▸ **EXTRACTED TEXT**
----
UPDATE 2-Brazilian industry showing signs of recovery

Mon Oct 1, 2012 5:58pm EDT

* HSBC PMI rises for 3rd time in row to 49.8 in Sept

* Output grows as factories clear order backlog

* Employment drops, but at weaker pace than in prior months

By Silvio Cascione

SAO PAULO, Oct 1 (Reuters) - Brazil's manufacturing sector nearly broke out of its downturn in September, recording its best month since March on strong output and a slower pace of layoffs, a private survey showed on Monday.

At 49.8 in September, the HSBC Purchasing Managers' Index for the Brazilian manufacturing sector was still short of the 50 mark that divides contraction and expansion. However, it was the third straight month the number has moved higher, suggesting the downturn in manufacturing activity is becoming less pronounced.

The HSBC PMI survey is comprised of 11 components. One of them, manufacturing output, showed production expanded in September as factories shrugged off weak demand to focus on launching new products.

That suggested business confidence is growing after more than a year of aggressive stimulus measures by President Dilma Rousseff's government.

"The PMI survey reinforces perceptions that Brazil's manufacturing sector experienced a modest rebound at the end of the third quarter and supports the improvement of sentiment regarding the economic outlook for the fourth quarter of 2012," said Andre Loes, HSBC's chief economist for Brazil.

Another survey released last week by the Getulio Vargas Foundation, a local think tank, revealed confidence among Brazilian industrialists jumped in September to its highest level since July 2011.

On top of plans to launch new products, factories boosted output by depleting their order backlogs, said Markit Economics, who compiled the data for HSBC.

Brazilian factories have been hit hard by the current global slowdown, which has reduced demand for goods. Official data released on Monday showed that Brazil's trade surplus narrowed for the sixth straight month in September as exports continued to struggle.
----
▸ **MATERIAL SHOWN**
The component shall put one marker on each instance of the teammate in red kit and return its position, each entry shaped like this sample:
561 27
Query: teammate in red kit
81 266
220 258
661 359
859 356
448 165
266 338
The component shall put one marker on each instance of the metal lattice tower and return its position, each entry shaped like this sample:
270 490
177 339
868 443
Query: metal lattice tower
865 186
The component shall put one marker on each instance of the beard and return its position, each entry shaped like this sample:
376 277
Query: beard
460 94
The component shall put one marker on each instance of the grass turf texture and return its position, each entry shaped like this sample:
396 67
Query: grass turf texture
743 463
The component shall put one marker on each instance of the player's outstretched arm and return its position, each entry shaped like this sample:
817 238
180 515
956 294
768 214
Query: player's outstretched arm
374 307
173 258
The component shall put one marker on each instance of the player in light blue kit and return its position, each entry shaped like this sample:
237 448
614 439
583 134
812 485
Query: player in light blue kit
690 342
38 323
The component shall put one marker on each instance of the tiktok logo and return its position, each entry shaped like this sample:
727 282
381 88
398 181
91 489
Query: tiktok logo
----
▸ **WHAT YOU NEED TO DO**
a) In the Brazilian industry article, who compiled the data for HSBC?
b) Does each statement agree with the Brazilian industry article? Answer yes or no for each and quote the words that decide it.
(i) The Getulio Vargas Foundation survey found that confidence among Brazilian industrialists reached its highest level since July 2011.
(ii) The HSBC PMI survey is made up of 15 components.
(iii) Brazil's trade surplus widened in September.

▸ **RESPONSES FOR EACH TASK**
a) Markit Economics

b)
(i) Yes: "revealed confidence among Brazilian industrialists jumped in September to its highest level since July 2011"
(ii) No: "The HSBC PMI survey is comprised of 11 components."
(iii) No: "Brazil's trade surplus narrowed for the sixth straight month in September"